Dataset excerpts
▼

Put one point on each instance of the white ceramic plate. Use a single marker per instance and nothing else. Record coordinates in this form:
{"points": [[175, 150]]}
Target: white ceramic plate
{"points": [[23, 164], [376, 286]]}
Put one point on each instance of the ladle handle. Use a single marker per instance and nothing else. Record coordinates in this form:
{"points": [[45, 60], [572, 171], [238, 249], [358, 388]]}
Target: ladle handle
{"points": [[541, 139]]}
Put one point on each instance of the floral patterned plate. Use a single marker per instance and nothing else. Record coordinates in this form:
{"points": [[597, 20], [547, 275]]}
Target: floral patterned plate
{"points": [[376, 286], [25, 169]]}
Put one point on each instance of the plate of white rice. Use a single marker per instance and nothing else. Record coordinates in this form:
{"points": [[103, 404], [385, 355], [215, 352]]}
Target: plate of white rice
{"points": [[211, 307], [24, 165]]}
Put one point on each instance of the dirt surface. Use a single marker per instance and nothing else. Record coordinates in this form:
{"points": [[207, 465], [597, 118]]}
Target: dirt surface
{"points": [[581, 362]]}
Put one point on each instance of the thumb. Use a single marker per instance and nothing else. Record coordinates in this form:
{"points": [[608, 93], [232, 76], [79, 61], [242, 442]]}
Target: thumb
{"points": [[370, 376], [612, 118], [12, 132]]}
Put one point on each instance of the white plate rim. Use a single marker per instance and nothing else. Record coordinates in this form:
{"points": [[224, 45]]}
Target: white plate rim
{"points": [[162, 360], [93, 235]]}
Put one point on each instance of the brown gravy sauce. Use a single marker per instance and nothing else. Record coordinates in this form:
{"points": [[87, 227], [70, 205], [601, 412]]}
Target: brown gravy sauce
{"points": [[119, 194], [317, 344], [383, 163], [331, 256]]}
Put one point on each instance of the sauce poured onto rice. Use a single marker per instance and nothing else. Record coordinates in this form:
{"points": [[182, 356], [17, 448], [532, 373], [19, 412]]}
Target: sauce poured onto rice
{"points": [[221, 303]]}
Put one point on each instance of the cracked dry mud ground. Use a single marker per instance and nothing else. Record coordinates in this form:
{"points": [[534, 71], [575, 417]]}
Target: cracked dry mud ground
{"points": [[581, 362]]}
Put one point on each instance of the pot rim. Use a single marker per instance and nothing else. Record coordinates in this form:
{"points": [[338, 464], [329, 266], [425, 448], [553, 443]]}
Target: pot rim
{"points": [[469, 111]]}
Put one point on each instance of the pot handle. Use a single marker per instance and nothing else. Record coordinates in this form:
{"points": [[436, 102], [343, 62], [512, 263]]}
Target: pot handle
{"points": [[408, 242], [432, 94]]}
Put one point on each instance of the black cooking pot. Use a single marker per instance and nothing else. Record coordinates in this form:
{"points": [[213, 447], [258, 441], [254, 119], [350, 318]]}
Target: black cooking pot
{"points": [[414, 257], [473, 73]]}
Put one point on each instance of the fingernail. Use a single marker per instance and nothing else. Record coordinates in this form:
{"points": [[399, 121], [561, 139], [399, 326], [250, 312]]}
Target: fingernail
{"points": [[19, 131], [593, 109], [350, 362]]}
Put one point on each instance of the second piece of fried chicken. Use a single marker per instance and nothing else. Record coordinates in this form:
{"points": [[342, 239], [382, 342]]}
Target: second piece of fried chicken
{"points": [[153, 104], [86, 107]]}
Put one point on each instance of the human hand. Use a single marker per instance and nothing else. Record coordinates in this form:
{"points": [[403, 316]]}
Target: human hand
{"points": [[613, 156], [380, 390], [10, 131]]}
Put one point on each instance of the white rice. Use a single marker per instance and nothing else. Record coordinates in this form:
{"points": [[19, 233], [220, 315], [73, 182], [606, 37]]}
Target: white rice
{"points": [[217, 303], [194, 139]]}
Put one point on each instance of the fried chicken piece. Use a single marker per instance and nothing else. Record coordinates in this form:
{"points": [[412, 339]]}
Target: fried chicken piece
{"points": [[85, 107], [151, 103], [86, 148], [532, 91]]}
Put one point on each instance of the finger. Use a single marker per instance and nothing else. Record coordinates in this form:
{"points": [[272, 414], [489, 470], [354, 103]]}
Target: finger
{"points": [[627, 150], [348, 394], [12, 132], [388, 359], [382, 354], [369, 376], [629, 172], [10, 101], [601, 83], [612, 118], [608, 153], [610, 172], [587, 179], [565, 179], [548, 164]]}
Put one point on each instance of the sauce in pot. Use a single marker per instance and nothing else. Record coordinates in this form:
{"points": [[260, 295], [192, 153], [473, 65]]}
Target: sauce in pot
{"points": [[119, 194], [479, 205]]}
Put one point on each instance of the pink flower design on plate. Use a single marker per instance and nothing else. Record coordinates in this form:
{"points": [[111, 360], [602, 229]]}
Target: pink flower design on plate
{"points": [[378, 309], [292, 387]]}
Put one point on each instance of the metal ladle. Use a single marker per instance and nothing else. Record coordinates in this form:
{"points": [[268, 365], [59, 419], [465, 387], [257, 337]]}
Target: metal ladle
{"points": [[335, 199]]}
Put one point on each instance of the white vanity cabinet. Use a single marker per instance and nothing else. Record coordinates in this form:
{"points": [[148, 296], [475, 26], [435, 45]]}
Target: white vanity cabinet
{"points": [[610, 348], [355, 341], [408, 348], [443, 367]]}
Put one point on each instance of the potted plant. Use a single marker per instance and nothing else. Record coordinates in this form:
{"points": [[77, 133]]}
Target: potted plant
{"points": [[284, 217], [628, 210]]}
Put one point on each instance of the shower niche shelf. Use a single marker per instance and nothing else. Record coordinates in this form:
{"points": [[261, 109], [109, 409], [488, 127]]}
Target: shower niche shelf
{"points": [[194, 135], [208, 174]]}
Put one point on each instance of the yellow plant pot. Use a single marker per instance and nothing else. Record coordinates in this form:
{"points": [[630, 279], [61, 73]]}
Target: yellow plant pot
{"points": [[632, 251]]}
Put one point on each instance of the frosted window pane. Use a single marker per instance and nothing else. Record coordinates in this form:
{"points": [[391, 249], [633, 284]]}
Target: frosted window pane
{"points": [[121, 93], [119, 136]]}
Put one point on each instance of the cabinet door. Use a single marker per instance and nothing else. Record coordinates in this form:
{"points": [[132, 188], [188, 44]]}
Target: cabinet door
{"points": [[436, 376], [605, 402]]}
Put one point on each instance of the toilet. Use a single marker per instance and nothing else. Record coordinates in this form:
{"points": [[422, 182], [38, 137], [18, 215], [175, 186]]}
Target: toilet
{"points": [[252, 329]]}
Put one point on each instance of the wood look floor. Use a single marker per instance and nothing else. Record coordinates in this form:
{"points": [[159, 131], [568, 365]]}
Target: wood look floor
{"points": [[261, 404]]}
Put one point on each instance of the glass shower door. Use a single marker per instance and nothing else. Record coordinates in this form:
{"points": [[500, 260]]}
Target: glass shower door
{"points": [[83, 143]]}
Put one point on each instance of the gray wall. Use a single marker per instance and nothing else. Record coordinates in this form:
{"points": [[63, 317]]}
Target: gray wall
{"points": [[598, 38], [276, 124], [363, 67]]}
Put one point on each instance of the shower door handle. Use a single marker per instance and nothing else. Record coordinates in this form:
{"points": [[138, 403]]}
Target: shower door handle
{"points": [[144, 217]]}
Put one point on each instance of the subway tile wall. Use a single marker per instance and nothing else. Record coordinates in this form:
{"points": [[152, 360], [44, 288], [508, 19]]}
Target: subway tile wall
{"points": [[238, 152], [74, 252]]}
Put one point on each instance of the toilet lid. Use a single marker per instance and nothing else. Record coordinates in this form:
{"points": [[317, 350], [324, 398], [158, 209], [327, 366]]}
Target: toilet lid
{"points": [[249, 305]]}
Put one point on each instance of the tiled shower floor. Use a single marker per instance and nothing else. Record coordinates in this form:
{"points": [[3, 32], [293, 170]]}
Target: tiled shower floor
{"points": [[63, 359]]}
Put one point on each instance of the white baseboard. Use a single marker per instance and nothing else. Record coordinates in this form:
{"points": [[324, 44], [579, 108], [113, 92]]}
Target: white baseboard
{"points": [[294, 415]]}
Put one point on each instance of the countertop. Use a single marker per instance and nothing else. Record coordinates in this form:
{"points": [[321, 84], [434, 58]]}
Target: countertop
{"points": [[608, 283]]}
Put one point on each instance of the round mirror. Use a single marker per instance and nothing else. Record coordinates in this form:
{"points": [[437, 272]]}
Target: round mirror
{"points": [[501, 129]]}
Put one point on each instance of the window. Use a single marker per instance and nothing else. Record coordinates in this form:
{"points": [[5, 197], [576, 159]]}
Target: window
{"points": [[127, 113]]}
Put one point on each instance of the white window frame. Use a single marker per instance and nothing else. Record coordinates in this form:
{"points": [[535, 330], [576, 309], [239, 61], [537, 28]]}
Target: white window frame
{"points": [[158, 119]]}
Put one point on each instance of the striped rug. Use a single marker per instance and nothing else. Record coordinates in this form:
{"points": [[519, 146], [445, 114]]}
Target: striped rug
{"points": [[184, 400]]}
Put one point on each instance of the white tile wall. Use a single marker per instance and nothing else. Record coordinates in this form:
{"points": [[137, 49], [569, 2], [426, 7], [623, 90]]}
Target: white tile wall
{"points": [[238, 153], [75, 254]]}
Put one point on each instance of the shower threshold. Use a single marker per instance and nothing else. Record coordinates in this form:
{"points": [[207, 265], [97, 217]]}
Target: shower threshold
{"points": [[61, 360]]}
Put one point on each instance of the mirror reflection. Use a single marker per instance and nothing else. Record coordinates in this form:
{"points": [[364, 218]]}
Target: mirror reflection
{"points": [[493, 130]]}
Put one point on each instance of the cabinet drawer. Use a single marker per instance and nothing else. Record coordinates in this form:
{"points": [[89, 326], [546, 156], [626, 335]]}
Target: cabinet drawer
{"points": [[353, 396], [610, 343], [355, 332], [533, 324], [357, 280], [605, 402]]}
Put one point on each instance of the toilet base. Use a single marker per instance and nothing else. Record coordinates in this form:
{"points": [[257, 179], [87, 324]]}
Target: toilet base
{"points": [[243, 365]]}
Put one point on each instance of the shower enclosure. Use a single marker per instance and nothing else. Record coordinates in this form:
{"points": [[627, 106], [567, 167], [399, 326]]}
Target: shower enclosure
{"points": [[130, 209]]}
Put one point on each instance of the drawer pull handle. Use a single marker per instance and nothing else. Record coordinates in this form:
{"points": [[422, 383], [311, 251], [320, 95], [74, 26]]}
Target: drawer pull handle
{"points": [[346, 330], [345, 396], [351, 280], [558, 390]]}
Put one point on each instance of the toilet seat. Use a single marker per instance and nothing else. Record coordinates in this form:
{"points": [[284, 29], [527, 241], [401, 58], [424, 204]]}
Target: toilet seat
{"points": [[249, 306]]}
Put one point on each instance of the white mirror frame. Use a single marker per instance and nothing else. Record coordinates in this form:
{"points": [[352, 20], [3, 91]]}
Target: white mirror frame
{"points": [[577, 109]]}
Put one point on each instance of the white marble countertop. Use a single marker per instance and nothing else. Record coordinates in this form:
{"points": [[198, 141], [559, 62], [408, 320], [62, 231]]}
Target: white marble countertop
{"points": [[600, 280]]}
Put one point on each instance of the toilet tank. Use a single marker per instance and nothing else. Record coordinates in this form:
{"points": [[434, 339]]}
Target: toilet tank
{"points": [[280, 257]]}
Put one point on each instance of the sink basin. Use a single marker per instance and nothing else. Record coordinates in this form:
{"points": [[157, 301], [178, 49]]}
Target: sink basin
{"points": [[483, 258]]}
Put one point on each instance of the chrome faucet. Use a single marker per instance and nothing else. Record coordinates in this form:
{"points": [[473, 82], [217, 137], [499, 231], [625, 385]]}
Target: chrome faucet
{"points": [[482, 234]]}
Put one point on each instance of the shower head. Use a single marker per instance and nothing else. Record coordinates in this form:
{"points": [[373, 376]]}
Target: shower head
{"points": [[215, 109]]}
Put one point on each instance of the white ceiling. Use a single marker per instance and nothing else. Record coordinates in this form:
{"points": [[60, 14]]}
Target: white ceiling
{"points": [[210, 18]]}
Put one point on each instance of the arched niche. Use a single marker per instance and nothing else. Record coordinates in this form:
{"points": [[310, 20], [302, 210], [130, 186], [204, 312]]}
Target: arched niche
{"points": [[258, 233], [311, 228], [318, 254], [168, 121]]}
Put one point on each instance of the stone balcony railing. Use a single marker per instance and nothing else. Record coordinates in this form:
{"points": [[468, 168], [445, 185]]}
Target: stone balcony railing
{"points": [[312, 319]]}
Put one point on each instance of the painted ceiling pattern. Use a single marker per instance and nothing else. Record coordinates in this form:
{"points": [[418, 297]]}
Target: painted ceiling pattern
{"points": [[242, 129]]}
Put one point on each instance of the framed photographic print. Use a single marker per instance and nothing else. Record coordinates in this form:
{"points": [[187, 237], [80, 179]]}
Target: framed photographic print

▲

Scan the lines above for the word "photographic". Return each one that has it.

### Task result
Put one point on each instance of the framed photographic print. Use a single marker per instance and nothing else. Record coordinates in this form:
Target: framed photographic print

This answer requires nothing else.